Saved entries
——

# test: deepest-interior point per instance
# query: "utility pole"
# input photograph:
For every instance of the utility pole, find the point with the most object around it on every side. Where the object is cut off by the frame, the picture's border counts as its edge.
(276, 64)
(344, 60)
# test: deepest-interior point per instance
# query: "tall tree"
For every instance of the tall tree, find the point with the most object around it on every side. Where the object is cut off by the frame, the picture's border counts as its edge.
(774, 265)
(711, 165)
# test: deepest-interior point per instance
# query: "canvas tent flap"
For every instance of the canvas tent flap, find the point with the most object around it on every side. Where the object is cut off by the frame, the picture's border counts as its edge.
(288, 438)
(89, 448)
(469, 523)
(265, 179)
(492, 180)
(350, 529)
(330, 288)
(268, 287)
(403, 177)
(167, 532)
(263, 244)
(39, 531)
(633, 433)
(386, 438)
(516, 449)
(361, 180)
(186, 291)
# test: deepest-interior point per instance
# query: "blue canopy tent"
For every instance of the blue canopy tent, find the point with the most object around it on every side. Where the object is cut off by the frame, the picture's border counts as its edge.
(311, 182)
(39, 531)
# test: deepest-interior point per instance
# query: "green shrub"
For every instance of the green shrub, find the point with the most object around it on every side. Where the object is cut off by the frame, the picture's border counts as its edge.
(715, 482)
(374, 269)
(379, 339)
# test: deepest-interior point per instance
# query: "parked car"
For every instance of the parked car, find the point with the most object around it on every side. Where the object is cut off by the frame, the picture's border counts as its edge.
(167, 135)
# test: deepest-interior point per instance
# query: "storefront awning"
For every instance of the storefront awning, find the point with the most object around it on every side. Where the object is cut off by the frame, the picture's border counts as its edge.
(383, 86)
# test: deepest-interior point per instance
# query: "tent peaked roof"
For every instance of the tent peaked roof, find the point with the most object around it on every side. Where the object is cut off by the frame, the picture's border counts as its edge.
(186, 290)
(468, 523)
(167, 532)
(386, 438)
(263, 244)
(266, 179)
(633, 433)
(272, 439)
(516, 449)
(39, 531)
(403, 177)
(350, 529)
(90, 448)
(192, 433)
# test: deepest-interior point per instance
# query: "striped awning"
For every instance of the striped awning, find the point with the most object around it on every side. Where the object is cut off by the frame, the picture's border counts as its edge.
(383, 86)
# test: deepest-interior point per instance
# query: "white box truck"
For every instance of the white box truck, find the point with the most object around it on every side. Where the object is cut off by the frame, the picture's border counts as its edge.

——

PROBLEM REQUIREMENTS
Could you print the material word for word, from its first line through the line containing "For every instance of the utility", with both of those lines included?

TASK RESPONSE
# test: deepest-interior point per instance
# query: "utility pole"
# input photograph:
For every instance of the utility pole, find the point with the most object around it on every side. Where the object is cut off by the frame, the picture's border counts as its edge.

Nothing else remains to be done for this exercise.